◆ **Provided text**
• • •
So right away, we can limit the possible regular 4-polytopes {*p, q, r*} to ones where both {*p, q*} and {*q, r*} are regular polyhedra. That is, we can consider: {3, 3, 3}, {3, 3, 4}, {3, 3, 5}, {3, 4, 3}, {4, 3, 3}, {4, 3, 4}, {4, 3, 5}, {3, 5, 3}, {5, 3, 3}, {5, 3, 4}, and {5, 3, 5}, and nothing else.

Now comes a lot of trigonometric rigamarole, too much to go into here but not hard to follow; it’s in Coxeter section 7.7. It leads to Schäfli’s criterion, a necessary (but not sufficient) condition for the existence of a regular polytope in the form of an inequality relating the integers *p, q, r, … y, z*. In particular, in 3 dimensions,

1/*p* + 1/*q* ≥ 1/2

which is satisfied, of course, by all the regular polyhedra (with >) and the one regular 3-honeycomb (with =). In 4 dimensions,

sin π/*p* sin π/*r* ≥ cos π/*q*

and in 5 dimensions,

(cos^{2} π/*q*) / (sin^{2} π/*p*) + (cos^{2} π/*r*) / (sin^{2} π/*s*) ≤ 1

So what does this tell us? Using the criterion for 4 dimensions, we find that the allowed polytopes are:

{3, 3, 3}, {3, 3, 4}, {3, 3, 5}, {3, 4, 3}, {4, 3, 3}, and {5, 3, 3}

The allowed honeycomb is:

{4, 3, 4}

The following are eliminated:

{4, 3, 5}, {3, 5, 3}, {5, 3, 4}, and {5, 3, 5}

Then for 5 dimensions we can combine pairs of 4-polytopes and apply the criterion; we get the following allowed polytopes:

{3, 3, 3, 3}, {3, 3, 3, 4}, and {4, 3, 3, 3}

Allowed honeycombs:

{3, 3, 4, 3}, {3, 4, 3, 3}, and {4, 3, 3, 4}

Excluded:

{3, 3, 3, 5}, {4, 3, 3, 5}, {5, 3, 3, 3}, {5, 3, 3, 4}, {5, 3, 3, 5}

But now in 6 dimensions, the only possible polytopes generated by pairs of regular 5-polytopes are:

{3, 3, 3, 3, 3}, {3, 3, 3, 3, 4}, and {4, 3, 3, 3, 3}

and the only regular honeycomb is

{4, 3, 3, 3, 4}.
• • •
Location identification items
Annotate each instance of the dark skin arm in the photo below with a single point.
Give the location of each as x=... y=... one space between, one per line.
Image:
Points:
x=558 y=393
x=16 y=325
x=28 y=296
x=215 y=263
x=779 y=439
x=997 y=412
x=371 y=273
• • •
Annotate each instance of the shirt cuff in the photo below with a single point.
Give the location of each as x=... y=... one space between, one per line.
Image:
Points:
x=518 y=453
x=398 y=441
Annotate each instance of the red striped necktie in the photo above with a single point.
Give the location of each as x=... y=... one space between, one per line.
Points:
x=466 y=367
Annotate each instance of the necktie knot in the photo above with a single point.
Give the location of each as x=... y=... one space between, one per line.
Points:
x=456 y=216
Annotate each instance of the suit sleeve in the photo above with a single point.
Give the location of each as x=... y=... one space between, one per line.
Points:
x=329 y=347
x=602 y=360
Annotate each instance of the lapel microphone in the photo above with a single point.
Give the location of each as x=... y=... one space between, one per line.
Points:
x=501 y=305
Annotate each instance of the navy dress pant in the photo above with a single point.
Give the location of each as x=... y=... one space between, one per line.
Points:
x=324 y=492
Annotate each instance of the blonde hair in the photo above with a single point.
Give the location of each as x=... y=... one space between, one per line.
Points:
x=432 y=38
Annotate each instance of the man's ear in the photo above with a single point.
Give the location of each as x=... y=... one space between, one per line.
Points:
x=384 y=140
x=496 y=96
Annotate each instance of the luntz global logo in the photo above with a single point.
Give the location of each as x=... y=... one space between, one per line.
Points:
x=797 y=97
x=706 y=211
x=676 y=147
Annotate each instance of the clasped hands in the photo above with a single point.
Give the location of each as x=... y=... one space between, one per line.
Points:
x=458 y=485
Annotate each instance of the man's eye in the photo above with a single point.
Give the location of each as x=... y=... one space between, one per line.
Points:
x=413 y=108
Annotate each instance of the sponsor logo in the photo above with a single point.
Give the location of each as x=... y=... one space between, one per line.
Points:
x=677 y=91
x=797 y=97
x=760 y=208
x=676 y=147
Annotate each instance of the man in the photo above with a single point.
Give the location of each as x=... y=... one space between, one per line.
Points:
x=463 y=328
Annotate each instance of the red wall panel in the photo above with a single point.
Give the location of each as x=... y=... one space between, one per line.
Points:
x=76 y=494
• • •
◆ **Directions**
(A) In two sentences, summarize the passage on regular polytopes.
(B) Which candidates does the passage on regular polytopes say are eliminated in 4 dimensions? List them all.
(C) Pick up the passage on regular polytopes after its final sentence and carry it forward.
These records come from a separate source.

◆ **Answers for this exercise**
(A) Candidate regular 4-polytopes {p, q, r} can be narrowed to those where both {p, q} and {q, r} are regular polyhedra, and a trigonometric criterion then gives an inequality that is necessary but not sufficient for a regular polytope to exist. Applying it leaves six polytopes and one honeycomb in 4 dimensions, three polytopes and three honeycombs in 5 dimensions, and only three polytopes and one honeycomb in 6 dimensions.

(B)
- {4, 3, 5}
- {3, 5, 3}
- {5, 3, 4}
- {5, 3, 5}

(C)
And clearly in all higher dimensions, all we can get are polytopes {3, …, 3}, {3, …, 4}, and {4, …, 3} and honeycomb {4, …, 4} (where the ellipses are all 3s). The polytopes are respectively simplexes, cross polytopes, and measure polytopes (analogs of tetrahedra, octahedra, and cubes) which are evidently existent in all dimensions. The 4-polytopes {3, 3, 5}, {3, 4, 3}, and {5, 3, 3} have to be constructed to show they exist, and they do. (That’s in Coxeter too, and is the hard part.)

So: the number of regular polytopes in *n* dimensions is:

infinite (*n* = 2)

5 (*n* = 3)

6 (*n* = 4)

3 (*n* ≥ 5)

How boring, to live in a number of dimensions with only 3 regular polytopes!